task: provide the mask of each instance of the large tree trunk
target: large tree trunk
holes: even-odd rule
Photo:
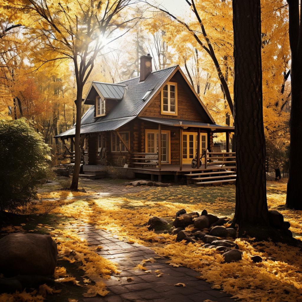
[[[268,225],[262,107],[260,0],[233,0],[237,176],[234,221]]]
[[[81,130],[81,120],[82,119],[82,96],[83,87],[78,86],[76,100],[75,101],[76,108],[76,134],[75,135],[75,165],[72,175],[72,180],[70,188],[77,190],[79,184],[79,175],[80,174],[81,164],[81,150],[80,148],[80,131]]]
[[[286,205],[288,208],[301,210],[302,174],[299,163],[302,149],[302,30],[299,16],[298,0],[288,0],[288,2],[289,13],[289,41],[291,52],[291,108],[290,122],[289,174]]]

---

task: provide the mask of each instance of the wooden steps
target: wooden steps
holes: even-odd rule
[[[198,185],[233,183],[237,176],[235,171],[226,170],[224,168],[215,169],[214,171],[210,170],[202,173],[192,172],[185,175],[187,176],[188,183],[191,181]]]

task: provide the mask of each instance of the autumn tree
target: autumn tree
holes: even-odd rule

---

--- Brief ---
Copy out word for word the stretch of items from the line containing "task: provide the mask of each instance of the large" through the line containing "[[[268,225],[262,107],[260,0],[233,0],[237,176],[234,221]]]", keeping both of those lines. Leave the pictures out of your answer.

--- Task result ---
task: provide the mask of each instance of the large tree trunk
target: large tree trunk
holes: even-odd rule
Photo:
[[[268,225],[262,107],[260,0],[233,0],[237,176],[234,221]]]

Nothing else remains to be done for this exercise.